#### INFORMATION SUPPLIED
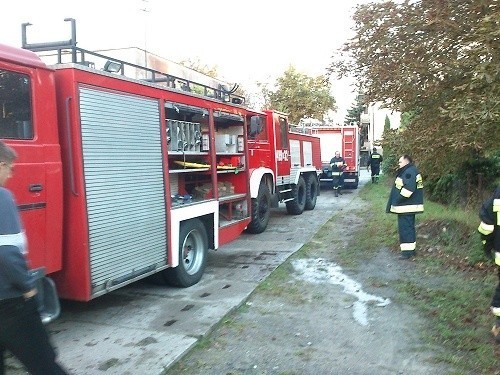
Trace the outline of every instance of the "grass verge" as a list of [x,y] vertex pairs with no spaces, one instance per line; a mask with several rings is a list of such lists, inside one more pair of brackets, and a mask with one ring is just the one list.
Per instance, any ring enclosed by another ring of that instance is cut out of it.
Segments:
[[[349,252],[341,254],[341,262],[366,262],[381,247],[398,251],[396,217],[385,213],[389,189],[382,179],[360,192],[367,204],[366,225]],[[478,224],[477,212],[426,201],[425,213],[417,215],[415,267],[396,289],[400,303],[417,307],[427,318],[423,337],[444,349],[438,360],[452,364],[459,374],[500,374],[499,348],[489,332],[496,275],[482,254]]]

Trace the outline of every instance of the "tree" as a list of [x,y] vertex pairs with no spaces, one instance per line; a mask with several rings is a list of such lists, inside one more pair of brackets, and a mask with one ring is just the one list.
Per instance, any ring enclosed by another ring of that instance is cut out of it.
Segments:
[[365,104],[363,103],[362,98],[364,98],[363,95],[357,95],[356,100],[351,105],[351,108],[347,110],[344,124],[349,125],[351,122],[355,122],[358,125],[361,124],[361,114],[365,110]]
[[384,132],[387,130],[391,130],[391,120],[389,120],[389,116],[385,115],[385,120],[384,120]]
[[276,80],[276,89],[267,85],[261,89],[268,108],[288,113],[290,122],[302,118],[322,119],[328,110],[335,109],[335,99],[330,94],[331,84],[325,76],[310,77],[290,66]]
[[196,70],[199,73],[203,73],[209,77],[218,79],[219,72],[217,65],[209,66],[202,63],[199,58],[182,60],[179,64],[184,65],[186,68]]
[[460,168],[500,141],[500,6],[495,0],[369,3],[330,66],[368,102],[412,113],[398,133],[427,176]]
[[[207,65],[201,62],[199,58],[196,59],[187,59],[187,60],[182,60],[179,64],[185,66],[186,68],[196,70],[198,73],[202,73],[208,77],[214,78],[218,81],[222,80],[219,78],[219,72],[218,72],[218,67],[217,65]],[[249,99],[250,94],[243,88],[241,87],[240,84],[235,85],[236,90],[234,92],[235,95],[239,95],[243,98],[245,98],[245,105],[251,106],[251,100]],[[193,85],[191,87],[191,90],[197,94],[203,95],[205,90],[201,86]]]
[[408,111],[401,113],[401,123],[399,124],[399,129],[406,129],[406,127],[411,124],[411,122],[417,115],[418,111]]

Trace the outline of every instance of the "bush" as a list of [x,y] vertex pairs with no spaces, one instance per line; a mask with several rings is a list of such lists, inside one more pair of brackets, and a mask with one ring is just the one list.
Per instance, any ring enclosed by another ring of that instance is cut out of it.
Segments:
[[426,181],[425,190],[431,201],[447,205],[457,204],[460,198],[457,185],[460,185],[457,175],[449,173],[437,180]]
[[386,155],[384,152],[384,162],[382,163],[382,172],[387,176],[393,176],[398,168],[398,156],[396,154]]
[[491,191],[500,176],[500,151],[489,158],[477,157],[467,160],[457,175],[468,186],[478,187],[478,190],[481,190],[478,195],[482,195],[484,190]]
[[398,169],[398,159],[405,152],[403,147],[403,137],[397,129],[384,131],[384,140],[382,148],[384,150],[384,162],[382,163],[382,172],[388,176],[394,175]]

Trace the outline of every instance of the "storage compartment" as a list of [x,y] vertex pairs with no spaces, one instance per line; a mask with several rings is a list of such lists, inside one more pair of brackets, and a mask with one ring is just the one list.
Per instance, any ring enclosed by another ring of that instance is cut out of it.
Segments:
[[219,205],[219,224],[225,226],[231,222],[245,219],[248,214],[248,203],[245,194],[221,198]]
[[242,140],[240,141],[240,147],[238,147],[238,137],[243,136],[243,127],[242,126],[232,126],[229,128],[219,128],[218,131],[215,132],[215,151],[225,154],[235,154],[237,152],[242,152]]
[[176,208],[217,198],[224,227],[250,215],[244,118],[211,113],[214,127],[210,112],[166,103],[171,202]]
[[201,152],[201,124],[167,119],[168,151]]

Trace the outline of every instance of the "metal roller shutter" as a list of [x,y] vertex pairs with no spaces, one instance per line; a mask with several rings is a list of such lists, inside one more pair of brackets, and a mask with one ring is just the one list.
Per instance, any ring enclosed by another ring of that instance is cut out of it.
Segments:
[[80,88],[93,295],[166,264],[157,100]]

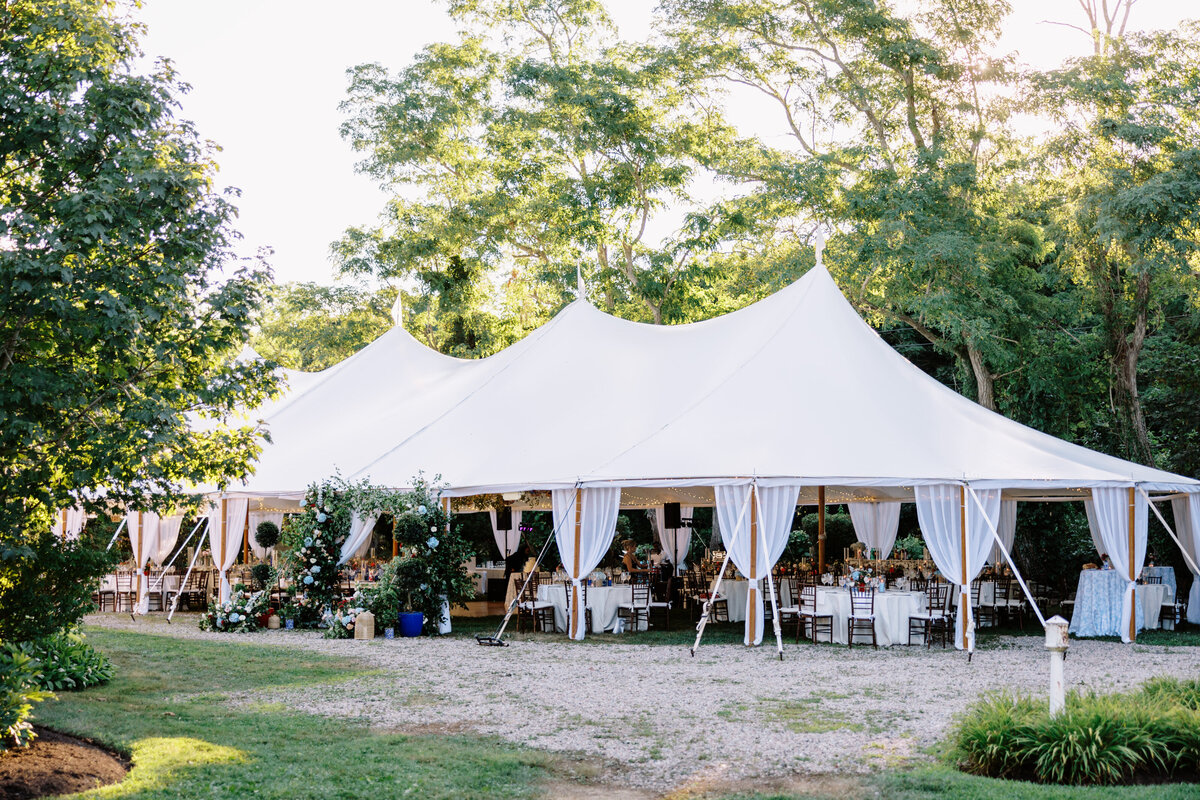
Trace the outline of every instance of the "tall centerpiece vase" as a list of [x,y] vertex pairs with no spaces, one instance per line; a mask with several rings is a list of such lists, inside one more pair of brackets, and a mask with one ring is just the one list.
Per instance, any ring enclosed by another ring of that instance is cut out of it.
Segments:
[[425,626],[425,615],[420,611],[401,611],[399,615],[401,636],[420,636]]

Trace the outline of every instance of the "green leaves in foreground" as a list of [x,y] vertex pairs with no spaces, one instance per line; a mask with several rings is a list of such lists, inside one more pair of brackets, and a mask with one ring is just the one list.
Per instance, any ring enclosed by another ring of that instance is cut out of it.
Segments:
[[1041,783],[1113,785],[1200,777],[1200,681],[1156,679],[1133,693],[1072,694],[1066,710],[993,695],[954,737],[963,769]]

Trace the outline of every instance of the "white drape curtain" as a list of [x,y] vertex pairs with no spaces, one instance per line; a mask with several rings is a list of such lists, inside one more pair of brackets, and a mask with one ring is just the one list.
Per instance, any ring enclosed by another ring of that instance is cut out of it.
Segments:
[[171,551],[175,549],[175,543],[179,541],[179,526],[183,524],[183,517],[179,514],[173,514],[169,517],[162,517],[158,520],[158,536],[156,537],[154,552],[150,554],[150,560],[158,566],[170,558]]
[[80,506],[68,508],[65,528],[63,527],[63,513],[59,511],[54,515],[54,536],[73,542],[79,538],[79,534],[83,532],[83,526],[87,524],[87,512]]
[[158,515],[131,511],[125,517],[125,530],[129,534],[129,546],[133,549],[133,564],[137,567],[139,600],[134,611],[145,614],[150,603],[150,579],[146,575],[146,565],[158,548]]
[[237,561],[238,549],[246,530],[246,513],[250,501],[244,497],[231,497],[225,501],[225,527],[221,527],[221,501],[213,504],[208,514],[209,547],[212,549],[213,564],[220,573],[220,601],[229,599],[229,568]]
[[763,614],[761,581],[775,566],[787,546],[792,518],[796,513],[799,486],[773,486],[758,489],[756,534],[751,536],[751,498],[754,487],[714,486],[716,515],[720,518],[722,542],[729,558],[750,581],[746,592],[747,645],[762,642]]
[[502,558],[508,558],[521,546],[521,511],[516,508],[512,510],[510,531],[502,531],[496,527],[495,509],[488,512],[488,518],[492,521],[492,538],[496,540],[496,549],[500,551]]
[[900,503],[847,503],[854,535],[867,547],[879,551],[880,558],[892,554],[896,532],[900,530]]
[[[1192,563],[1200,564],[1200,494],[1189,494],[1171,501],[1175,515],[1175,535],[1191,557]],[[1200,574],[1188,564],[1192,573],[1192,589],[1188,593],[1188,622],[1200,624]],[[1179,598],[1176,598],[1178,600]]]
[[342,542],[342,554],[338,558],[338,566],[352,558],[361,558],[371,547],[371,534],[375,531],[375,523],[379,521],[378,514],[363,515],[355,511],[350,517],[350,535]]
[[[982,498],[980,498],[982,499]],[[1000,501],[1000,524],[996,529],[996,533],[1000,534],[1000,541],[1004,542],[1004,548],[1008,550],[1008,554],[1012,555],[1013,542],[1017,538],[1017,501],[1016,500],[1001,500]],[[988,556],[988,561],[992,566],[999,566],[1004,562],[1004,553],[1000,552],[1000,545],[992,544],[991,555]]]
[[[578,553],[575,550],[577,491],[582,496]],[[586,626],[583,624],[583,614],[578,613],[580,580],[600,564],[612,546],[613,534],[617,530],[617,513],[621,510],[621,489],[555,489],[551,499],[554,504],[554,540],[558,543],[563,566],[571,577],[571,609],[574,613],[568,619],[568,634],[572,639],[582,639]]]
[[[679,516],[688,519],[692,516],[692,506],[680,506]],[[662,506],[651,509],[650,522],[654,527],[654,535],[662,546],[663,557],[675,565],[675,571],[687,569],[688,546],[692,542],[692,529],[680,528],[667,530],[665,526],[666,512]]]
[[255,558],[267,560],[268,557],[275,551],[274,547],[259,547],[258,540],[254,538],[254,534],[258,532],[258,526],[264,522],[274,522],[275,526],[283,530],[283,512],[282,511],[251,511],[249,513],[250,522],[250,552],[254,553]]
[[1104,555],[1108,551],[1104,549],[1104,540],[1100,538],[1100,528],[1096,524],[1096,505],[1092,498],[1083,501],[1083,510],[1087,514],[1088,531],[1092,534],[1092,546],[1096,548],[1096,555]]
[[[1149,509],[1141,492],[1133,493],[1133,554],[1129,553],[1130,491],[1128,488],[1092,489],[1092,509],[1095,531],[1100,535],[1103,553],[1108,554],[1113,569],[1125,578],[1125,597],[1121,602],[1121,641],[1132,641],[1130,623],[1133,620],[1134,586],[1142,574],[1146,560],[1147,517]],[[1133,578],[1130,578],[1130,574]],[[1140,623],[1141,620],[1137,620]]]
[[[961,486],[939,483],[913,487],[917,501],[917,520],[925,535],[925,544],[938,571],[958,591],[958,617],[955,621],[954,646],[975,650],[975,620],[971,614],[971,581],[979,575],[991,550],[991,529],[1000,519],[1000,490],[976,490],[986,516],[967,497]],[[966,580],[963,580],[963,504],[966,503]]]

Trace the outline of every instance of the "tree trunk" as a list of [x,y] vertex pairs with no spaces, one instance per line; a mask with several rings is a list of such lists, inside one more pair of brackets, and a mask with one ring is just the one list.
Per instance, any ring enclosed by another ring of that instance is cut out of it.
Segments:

#### WHAT THE TASK ASKS
Whenever a line of the material above contains the string "tree", copy that line out.

#### COMPLETED TASK
Trace the outline of every instance of the "tree" as a list of [x,y] vertex pairs with no spaces, one instance per line; a mask with several rings is a list of such lists, inside one more pair of brackets, and a mask with one ring is just the one list.
Trace the outline of every instance of the "tree trunk" as a list of [x,y] vertex pairs with no spaces, one instance per line; a mask with several rings is a list of such lists, inside one more pair of brackets, and a mask with one ring is just the one list.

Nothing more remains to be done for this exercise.